- STATED PROBLEM
Update the rows starting at "I'd really appreciate a bounding box for the crane in" and ending at "[8,335,399,500]" by changing "worker" to "crew member", and leave everything else in those rows as it stands.

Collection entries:
______________________________

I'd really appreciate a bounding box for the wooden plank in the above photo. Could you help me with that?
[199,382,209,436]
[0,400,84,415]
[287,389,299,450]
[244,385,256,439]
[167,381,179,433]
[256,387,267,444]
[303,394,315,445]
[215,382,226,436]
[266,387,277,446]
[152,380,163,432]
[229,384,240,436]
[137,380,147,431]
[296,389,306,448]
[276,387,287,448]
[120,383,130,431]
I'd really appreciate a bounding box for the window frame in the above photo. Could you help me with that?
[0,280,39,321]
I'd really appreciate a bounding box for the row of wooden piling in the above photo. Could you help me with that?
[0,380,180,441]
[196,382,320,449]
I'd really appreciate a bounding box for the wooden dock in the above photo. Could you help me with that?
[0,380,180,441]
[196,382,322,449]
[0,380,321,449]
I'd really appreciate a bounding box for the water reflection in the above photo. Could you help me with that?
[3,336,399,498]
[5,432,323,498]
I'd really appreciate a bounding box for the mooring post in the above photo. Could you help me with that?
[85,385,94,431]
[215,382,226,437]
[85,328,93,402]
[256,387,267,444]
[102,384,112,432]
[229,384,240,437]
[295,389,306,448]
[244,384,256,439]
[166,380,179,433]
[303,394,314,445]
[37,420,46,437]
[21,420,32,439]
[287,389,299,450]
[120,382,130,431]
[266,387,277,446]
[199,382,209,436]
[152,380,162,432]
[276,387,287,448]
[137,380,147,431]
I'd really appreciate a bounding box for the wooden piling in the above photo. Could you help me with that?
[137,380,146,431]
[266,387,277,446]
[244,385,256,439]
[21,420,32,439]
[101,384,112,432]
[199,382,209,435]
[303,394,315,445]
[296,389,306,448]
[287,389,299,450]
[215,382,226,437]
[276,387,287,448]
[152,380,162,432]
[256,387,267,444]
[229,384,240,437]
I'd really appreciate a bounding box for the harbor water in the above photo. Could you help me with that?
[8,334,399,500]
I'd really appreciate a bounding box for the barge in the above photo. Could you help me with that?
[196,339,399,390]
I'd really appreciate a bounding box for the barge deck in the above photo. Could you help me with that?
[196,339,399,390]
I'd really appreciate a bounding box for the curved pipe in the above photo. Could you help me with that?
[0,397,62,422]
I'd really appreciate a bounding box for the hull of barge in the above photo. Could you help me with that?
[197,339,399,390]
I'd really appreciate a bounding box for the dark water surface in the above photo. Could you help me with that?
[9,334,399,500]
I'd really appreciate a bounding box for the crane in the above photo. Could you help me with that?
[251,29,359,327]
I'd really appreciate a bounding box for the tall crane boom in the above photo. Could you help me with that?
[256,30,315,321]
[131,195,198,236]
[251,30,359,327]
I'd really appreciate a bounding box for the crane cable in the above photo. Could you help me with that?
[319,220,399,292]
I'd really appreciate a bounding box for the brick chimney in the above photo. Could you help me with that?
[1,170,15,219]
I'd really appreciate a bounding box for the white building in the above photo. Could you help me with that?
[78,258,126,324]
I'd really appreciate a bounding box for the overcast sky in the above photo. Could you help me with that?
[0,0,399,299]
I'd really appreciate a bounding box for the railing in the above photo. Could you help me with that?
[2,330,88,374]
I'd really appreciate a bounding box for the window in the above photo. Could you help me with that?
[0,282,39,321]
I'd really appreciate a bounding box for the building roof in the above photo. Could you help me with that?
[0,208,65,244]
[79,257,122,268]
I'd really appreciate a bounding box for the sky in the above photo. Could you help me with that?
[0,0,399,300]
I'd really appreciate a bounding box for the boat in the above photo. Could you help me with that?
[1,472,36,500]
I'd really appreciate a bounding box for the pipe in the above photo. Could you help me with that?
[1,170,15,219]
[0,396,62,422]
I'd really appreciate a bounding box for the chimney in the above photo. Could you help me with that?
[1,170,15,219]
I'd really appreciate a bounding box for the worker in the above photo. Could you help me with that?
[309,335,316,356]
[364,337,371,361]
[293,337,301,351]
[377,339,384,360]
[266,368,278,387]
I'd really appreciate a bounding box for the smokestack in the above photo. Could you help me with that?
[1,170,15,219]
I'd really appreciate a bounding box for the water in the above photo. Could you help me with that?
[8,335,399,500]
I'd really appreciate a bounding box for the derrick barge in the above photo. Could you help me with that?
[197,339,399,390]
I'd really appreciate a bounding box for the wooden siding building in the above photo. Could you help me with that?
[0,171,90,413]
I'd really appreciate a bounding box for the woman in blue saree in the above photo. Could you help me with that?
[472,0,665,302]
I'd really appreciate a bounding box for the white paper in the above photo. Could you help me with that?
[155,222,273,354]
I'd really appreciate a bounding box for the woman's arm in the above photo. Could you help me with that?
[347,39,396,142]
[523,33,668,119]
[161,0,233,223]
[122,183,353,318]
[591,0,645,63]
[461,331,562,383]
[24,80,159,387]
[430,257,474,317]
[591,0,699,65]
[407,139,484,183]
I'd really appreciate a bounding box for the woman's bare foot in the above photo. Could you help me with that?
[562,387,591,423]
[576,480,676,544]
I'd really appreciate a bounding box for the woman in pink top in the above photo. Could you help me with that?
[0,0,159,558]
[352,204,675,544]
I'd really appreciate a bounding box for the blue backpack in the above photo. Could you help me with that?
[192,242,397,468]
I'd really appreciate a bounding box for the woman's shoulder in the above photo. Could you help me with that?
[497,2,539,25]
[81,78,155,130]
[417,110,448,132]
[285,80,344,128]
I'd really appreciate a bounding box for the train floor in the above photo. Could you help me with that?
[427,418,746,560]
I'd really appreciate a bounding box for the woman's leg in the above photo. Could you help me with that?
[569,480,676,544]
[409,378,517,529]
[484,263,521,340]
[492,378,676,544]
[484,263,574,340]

______________________________

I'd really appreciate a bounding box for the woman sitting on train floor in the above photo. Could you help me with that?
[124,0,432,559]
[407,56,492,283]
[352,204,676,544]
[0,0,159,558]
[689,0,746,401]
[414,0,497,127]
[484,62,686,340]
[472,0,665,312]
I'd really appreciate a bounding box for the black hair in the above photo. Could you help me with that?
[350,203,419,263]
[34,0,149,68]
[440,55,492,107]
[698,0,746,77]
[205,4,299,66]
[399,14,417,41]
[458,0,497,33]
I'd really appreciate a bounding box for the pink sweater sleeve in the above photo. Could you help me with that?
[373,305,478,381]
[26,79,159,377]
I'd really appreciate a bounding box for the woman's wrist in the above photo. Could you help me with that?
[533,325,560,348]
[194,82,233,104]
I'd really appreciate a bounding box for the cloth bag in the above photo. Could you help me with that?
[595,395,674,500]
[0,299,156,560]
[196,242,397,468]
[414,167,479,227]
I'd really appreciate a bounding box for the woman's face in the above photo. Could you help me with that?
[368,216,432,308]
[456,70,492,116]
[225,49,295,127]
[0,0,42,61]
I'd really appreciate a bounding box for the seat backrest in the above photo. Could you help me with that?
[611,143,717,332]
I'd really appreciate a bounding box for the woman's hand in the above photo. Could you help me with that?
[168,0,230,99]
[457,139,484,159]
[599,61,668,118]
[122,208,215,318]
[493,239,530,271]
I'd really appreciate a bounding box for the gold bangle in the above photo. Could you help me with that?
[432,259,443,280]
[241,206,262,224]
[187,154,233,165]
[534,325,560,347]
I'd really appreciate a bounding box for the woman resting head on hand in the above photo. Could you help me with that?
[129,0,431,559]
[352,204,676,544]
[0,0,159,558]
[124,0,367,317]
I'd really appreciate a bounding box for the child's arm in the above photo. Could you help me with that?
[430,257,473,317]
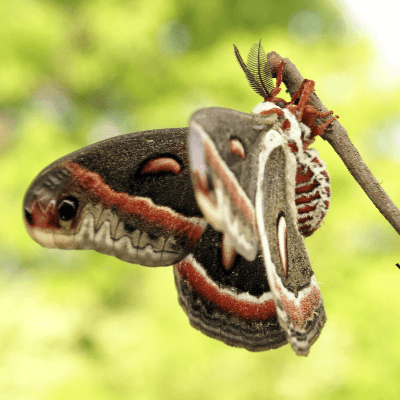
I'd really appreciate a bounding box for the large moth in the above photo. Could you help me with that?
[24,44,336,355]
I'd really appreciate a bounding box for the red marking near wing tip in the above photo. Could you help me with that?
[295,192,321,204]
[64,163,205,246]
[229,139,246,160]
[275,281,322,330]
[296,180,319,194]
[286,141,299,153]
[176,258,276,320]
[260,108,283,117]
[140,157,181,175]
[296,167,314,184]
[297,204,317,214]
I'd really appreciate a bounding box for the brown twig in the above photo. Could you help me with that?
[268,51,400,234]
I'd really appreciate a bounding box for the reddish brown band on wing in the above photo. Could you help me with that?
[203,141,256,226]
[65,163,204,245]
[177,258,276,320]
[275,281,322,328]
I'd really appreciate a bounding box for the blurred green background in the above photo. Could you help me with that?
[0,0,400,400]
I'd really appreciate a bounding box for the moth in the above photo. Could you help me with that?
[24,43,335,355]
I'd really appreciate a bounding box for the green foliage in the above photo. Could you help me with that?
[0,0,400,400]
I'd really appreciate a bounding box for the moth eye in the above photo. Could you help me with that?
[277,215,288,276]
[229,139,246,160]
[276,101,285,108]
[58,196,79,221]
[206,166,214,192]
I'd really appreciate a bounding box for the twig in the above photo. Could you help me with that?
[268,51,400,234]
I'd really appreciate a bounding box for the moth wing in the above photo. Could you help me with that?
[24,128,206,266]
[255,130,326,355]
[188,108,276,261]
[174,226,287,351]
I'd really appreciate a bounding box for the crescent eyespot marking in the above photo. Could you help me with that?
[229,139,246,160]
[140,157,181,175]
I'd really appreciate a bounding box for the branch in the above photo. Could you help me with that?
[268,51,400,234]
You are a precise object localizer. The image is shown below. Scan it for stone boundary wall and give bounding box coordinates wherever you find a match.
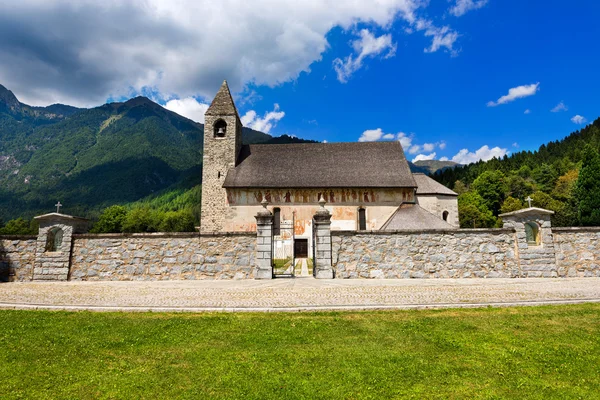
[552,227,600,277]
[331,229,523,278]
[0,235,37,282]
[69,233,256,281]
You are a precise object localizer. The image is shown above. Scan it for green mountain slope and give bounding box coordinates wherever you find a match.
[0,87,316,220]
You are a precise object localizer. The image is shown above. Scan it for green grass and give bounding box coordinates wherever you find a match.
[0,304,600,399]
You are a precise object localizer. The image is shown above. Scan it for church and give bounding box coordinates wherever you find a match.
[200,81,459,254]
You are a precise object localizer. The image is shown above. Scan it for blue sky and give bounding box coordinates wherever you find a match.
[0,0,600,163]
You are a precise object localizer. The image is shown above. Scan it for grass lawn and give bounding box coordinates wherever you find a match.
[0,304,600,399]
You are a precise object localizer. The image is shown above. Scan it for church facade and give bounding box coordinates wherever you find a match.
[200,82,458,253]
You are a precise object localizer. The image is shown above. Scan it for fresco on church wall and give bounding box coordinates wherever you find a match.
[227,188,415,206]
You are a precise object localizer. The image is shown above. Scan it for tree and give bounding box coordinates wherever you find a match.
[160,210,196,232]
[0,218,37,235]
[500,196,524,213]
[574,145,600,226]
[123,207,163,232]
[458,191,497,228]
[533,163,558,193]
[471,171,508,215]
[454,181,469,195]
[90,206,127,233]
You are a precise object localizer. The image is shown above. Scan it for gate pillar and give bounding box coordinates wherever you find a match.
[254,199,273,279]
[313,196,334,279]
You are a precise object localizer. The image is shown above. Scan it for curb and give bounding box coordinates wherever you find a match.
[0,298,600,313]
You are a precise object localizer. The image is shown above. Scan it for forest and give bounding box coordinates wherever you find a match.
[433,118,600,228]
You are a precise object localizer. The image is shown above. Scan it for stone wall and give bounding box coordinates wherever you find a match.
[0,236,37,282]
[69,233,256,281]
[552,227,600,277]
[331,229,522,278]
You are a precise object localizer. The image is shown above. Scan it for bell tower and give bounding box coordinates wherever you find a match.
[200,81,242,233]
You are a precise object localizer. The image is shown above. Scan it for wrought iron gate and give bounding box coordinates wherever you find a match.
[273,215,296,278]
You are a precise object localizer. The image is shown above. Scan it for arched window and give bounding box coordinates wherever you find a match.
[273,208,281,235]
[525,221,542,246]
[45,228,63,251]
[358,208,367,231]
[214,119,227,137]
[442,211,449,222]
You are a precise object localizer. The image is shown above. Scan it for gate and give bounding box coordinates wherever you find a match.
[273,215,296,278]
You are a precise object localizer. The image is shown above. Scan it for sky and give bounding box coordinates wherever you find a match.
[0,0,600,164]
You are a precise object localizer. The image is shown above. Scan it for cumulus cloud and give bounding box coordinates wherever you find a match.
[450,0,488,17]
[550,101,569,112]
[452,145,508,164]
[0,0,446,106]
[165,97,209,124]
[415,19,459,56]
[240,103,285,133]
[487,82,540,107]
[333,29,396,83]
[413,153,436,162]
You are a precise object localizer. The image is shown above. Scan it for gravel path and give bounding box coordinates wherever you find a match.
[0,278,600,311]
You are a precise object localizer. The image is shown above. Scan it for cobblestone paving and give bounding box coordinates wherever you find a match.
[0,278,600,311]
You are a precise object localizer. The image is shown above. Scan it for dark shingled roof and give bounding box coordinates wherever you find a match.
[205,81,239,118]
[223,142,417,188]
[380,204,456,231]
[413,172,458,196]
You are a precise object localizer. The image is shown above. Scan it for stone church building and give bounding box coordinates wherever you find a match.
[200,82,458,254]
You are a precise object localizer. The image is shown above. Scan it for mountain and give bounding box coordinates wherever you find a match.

______________________________

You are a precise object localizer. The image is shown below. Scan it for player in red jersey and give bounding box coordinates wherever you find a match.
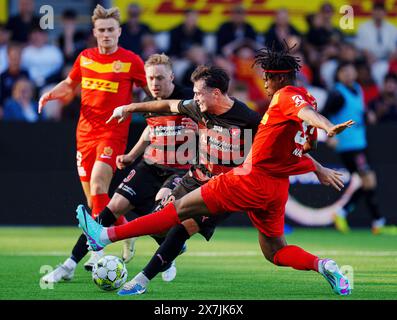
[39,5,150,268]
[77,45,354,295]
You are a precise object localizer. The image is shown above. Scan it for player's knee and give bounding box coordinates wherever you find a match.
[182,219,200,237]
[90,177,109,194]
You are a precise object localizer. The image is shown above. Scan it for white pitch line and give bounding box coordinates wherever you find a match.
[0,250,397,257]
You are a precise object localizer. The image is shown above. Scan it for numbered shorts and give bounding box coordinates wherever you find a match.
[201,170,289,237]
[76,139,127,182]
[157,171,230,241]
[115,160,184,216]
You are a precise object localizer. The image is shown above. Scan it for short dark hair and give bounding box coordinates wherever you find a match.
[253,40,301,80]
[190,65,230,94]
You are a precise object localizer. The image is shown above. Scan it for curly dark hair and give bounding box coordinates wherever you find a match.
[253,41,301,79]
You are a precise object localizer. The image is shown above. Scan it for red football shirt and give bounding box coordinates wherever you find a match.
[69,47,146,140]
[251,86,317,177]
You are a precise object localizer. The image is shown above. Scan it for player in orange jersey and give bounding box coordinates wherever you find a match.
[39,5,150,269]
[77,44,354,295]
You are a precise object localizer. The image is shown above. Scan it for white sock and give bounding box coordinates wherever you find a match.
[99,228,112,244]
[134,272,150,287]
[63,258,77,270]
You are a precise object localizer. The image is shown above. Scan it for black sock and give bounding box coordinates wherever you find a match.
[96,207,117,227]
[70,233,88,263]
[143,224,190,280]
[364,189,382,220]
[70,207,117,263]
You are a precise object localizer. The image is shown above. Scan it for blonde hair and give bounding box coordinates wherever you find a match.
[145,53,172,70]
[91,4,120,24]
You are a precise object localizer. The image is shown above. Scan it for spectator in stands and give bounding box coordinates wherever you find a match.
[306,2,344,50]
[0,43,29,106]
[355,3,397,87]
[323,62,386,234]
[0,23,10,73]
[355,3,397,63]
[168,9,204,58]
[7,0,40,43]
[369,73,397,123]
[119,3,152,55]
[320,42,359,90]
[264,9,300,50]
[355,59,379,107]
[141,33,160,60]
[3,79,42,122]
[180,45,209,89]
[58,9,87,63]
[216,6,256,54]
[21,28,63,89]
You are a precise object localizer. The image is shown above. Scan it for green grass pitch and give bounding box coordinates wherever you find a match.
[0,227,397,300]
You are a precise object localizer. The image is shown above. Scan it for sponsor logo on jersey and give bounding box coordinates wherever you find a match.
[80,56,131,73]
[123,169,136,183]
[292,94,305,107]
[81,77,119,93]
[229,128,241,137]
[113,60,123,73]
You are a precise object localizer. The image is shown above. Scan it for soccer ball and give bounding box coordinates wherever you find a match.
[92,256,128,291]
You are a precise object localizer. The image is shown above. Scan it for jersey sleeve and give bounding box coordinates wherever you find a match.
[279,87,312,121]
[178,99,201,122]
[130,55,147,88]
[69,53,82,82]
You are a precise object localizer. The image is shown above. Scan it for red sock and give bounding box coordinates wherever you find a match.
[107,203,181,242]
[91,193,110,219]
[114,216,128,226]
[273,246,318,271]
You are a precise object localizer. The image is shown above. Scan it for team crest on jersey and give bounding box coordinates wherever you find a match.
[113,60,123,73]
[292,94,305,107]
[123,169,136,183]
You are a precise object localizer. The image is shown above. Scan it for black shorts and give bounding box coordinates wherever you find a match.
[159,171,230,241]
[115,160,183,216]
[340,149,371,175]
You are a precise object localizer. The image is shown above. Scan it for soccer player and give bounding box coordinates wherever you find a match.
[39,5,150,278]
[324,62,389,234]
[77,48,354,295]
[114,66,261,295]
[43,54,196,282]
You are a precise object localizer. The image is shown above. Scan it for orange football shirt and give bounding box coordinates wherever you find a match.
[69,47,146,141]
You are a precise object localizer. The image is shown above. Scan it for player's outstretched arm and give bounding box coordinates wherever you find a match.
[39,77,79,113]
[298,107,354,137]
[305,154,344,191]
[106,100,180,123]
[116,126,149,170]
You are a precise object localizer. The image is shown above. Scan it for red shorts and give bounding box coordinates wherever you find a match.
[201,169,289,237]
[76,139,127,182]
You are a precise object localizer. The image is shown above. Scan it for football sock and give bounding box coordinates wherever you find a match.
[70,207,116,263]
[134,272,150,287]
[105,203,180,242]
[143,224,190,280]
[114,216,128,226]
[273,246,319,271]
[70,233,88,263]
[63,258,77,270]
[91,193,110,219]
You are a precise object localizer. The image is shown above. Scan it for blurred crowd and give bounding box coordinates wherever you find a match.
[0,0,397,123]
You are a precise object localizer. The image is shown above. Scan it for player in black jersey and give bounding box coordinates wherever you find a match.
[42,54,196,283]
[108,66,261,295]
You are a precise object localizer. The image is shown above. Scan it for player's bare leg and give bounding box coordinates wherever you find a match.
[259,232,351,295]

______________________________

- WORKED ANSWER
I'd really appreciate a bounding box for the crane in the above photo. Could you help me with that?
[251,29,359,327]
I'd really appreciate a bounding box for the tall crane boom in the above photo. Could you help me with that?
[256,30,315,321]
[131,195,198,236]
[251,30,359,327]
I'd really appreciate a bounding box for the crane cable in the above photo. Could you help me with that?
[319,220,399,292]
I'd really appreciate a bounding box for the brick chimney in the above photo. Could you help me with that?
[1,170,15,219]
I'd really appreciate a bounding box for the white building in the above photo. Could you help me with that?
[78,258,126,324]
I'd really appreciate a bounding box for the overcast sky in the above photo. Could you help me with that?
[0,0,399,299]
I'd really appreciate a bounding box for the railing in the above photo. Could you help me with that?
[2,330,88,374]
I'd really appreciate a bounding box for the window in the above photo. Could you help me with that?
[0,282,39,321]
I'd really appreciate a bounding box for the building roof in the above photo. Could you help me with that?
[0,208,65,244]
[79,257,122,268]
I'd really appreciate a bounding box for the sky in the above photo. Could you help me with that?
[0,0,399,300]
I'd really appreciate a bounding box for the boat in the above photo. Could you help me with that?
[1,472,36,500]
I'd really appreciate a bounding box for the pipe in the above photo. Could you help me with that?
[1,170,15,219]
[0,396,62,422]
I'd really appreciate a bounding box for the chimney in the above photo. Could you help me with that?
[1,170,15,219]
I'd really appreciate a bounding box for the crew member in the above photo. Could you help me with that?
[309,335,316,356]
[364,337,371,361]
[293,337,301,351]
[377,339,384,360]
[266,368,278,387]
I'd really appreciate a bounding box for the smokestack in the above photo. Could you help me with that?
[1,170,15,219]
I'd really appreciate a bounding box for the water in the above photo. Could you help me with that?
[8,335,399,500]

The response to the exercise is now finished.